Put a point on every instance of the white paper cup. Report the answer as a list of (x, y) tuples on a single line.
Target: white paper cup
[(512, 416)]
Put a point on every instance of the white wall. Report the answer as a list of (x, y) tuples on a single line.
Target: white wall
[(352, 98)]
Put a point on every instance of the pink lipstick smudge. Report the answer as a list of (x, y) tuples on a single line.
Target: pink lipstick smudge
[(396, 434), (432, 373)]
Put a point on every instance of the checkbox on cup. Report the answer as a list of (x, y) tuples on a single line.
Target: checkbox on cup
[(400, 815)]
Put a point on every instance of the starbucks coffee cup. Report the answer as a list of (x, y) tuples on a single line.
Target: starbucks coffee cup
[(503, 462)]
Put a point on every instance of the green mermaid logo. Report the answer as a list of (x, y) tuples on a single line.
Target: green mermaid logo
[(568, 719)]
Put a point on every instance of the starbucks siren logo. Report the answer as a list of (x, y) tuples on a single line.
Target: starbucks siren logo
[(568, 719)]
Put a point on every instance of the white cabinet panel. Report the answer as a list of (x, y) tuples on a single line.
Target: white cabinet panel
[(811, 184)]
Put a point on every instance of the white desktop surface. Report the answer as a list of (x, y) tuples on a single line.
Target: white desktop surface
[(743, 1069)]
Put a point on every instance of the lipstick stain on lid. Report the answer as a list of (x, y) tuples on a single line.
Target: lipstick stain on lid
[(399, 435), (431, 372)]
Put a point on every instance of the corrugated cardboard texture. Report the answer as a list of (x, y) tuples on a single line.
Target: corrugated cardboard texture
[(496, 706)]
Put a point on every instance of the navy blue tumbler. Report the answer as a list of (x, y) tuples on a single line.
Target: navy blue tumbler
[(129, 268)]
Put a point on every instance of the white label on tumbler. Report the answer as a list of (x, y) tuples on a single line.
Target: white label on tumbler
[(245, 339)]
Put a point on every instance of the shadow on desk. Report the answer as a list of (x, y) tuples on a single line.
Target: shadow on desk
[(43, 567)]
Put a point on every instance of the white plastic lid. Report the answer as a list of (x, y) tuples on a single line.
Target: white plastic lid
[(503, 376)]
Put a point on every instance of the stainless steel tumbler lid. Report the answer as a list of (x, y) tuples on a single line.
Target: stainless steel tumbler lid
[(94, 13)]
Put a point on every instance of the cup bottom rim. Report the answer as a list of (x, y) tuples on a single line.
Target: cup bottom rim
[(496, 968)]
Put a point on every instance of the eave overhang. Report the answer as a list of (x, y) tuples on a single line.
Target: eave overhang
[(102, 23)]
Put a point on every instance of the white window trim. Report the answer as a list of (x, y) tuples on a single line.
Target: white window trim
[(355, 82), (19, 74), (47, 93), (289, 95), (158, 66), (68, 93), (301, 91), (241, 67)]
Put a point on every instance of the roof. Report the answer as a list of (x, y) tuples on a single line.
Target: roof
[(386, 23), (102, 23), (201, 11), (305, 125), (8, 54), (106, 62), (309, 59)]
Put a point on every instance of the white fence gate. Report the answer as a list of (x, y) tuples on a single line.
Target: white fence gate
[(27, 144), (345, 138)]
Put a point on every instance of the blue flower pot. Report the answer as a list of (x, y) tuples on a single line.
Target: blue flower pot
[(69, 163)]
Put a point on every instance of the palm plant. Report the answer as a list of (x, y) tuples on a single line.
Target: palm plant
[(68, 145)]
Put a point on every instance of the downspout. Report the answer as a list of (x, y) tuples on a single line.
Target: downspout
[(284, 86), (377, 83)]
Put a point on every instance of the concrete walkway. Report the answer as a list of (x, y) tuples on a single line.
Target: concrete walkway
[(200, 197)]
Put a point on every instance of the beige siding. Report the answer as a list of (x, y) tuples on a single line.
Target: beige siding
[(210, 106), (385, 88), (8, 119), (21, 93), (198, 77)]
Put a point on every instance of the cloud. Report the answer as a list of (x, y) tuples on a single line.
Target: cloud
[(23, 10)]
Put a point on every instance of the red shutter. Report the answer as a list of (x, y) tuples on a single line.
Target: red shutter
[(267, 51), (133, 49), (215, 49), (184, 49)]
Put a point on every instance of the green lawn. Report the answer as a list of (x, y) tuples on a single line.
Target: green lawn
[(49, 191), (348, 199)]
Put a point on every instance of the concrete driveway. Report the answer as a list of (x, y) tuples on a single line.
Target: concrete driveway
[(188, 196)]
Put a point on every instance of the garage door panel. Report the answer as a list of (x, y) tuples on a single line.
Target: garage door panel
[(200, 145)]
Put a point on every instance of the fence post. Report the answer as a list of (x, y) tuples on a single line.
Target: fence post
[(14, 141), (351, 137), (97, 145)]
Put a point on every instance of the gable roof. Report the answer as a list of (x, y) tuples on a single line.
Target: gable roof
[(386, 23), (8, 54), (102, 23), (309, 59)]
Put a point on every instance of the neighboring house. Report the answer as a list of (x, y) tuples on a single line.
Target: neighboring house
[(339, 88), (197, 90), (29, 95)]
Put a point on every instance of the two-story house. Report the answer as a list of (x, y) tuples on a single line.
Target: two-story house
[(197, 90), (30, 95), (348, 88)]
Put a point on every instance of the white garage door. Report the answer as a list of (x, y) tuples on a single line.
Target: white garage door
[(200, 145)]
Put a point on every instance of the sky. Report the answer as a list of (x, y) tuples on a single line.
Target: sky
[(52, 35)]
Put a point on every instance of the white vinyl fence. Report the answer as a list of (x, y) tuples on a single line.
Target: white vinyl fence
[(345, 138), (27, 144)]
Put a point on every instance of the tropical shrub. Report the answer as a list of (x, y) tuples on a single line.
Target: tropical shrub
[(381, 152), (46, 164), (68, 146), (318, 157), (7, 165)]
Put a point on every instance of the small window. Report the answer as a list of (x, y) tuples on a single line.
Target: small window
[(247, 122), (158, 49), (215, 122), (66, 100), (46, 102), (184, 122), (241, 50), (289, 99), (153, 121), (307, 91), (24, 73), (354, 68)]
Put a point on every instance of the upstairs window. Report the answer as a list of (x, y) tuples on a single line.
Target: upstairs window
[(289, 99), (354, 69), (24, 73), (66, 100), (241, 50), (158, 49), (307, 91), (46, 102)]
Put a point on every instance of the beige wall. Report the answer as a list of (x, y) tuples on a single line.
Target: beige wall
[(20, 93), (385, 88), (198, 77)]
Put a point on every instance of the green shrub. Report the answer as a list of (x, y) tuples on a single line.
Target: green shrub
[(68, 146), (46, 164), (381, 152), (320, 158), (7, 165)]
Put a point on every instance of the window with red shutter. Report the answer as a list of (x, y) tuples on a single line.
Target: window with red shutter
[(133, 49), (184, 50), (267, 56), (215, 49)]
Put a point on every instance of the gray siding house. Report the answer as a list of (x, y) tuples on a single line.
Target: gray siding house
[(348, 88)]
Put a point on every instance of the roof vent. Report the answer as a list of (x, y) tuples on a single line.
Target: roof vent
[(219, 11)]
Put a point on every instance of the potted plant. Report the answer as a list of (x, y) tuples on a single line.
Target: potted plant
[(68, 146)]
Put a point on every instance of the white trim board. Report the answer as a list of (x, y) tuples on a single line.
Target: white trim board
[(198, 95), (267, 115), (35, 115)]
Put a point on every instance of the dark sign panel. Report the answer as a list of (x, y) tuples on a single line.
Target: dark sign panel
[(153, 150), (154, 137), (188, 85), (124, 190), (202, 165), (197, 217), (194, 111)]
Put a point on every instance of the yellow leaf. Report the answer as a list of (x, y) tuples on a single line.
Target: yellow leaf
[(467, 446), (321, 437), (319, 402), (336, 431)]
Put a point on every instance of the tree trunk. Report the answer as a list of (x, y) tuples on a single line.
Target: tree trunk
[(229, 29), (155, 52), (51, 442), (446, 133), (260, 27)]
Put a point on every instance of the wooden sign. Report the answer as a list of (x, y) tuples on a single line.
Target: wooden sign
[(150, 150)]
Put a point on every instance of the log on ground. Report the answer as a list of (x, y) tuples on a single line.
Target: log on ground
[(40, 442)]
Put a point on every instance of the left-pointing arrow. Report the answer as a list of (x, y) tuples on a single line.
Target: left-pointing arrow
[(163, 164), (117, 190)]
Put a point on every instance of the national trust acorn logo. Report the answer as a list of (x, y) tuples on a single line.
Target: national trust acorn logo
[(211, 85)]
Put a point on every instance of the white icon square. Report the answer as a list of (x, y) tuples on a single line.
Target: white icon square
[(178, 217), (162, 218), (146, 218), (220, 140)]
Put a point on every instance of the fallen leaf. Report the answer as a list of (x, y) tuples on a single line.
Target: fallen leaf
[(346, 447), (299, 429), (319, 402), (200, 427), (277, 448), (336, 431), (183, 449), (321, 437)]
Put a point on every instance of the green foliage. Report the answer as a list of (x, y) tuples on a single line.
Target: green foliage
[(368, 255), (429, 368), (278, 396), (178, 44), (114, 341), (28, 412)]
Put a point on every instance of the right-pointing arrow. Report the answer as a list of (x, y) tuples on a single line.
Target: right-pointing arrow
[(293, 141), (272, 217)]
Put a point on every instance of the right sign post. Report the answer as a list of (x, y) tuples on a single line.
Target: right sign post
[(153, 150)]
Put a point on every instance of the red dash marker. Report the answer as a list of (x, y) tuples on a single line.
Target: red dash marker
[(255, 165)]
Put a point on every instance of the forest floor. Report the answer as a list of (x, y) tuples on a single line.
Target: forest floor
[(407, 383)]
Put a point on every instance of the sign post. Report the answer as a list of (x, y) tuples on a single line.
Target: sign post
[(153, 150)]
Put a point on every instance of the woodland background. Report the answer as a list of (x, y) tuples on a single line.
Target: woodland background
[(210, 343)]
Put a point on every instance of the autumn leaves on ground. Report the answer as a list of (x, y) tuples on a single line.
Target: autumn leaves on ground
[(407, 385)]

--- --- ---

_Instruction_
Render the lines starting at the one containing "Put a point on every instance of the white garage" and ending at the one containing "[(68, 146), (46, 164), (381, 152), (320, 158), (7, 165)]" as a numbered list, omitting any blank lines.

_Right answer_
1. Put a point on every instance of the white garage door. Report the answer as a list of (x, y) tuples on a single line.
2. Target: white garage door
3. [(200, 145)]
4. Put a point on every instance of the sky. Report the answer as a list of (x, y) tuples on a single line.
5. Target: sky
6. [(52, 35)]
7. Put a point on every instance of the white vinyl fence. Report the answer as a list of (x, y) tuples on a single line.
8. Target: white vinyl fence
9. [(345, 138), (27, 144)]
10. Put a point on every instance of the tropical shrub. Report the answer as a list of (x, y) tuples on a single line.
11. Target: tropical shrub
12. [(381, 152), (46, 164), (68, 146), (318, 157), (7, 165)]
13. Put a point on every instance of the small window. Report the answer as a list of (x, y) tuples on a single line.
14. Target: small window
15. [(247, 122), (158, 49), (215, 122), (66, 100), (46, 102), (184, 122), (241, 50), (289, 99), (153, 121), (307, 91), (24, 73), (354, 68)]
16. Put a point on every instance of the upstairs window. Report the answer as a list of (x, y) tuples on a single line.
17. Target: upstairs window
18. [(289, 99), (354, 69), (24, 73), (66, 100), (241, 50), (158, 49), (307, 91), (46, 102)]
19. Put a point on every instance of the beige wall. Report the answer as a list of (x, y) tuples on a single line.
20. Target: beige wall
21. [(20, 93), (385, 88), (198, 77)]
22. Put a point on every instance of the green shrub. Report the answer as a list of (x, y) tuples on a single line.
23. Target: green shrub
24. [(68, 146), (46, 164), (381, 152), (320, 158), (7, 165)]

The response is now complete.